-- START OF Exercise materials --
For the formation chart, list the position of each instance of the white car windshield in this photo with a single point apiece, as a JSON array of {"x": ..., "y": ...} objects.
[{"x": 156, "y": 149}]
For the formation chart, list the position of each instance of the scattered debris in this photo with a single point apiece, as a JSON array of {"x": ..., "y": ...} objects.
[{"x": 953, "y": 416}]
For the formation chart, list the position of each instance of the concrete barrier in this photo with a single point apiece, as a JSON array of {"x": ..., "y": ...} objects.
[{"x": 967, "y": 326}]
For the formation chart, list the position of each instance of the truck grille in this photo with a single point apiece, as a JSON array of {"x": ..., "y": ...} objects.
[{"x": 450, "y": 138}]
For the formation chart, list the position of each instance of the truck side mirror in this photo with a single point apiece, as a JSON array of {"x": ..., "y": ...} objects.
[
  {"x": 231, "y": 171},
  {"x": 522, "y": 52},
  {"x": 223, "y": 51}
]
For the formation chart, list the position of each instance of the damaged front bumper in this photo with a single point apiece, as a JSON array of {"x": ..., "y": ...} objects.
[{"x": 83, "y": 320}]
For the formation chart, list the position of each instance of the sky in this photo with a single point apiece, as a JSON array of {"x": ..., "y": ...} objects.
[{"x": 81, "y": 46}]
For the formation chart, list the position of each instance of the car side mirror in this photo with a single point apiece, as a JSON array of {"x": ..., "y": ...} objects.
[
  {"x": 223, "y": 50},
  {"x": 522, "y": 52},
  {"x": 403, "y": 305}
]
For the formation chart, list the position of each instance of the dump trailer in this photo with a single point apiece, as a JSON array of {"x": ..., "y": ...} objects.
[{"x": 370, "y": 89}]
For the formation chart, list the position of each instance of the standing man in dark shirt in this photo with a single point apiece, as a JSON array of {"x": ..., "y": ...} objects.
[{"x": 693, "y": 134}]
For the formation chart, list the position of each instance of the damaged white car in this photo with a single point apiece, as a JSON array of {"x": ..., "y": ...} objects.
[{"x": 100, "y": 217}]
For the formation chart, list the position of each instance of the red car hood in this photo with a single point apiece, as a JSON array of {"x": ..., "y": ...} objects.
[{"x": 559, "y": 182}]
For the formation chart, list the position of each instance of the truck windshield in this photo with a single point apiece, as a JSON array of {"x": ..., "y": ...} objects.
-- END OF Exercise materials --
Reproduce all of the records above word for word, keeping each line as it appears.

• Solution below
For the formation chart, list the position of each instance of the white car windshield in this photo with a single point apiece, as a JSON array of {"x": ..., "y": ...} objects.
[{"x": 156, "y": 149}]
For the formation chart, list the position of each instance of the scattered debris in this photo with a single point apiece, as a JSON array of {"x": ..., "y": ...} objects.
[{"x": 953, "y": 416}]
For the formation chart, list the position of each instance of the concrete barrier in this photo with a single point apiece, as a JSON array of {"x": ..., "y": ...} objects.
[{"x": 967, "y": 326}]
For the formation chart, list the position of each instance of the truck grille in this photo with a single point apiece, as a JSON array of {"x": ..., "y": ...} objects.
[{"x": 450, "y": 138}]
For the formation chart, list the position of each instance of the truck side mirror in this photo with a single point apiece, as a JSON array of {"x": ..., "y": ...} objects.
[
  {"x": 231, "y": 171},
  {"x": 522, "y": 52},
  {"x": 223, "y": 51}
]
For the formation chart, list the position of each instance of the damaged front bumper in this photo with a single point apiece, as a JSON array of {"x": ..., "y": ...} objects.
[{"x": 83, "y": 320}]
For the formation chart, list the position of each instance of the sky in this photo with a single point apiece, as a JSON array of {"x": ..., "y": ...} objects.
[{"x": 81, "y": 46}]
For the formation chart, list the position of each instance of the car side mirror in this photo with a single point apiece, as a JSON array of {"x": ..., "y": ...} objects.
[
  {"x": 223, "y": 50},
  {"x": 522, "y": 52},
  {"x": 403, "y": 305}
]
For the formation chart, list the position of each instance of the dump trailer in this photo with a single point apiece, as a JSON array of {"x": ..., "y": ...} objects.
[{"x": 370, "y": 89}]
For the formation chart, list the position of each instance of the standing man in dark shirt in this photo with a single point apiece, as a JSON array of {"x": ..., "y": ...} objects.
[{"x": 693, "y": 134}]
For the formation chart, list the position of each instance of the damaged white car in this photo with a single point apiece, as a JSON array of {"x": ..., "y": ...} objects.
[{"x": 100, "y": 217}]
For the formation chart, list the position of each instance of the red car hood in this photo with a single point apiece, as a JSON array of {"x": ..., "y": ...} objects.
[{"x": 559, "y": 182}]
For the formation chart, list the position of each instance of the truck windshield in this photo with a single point apiece, as a JSON array of {"x": ..., "y": ...} objects.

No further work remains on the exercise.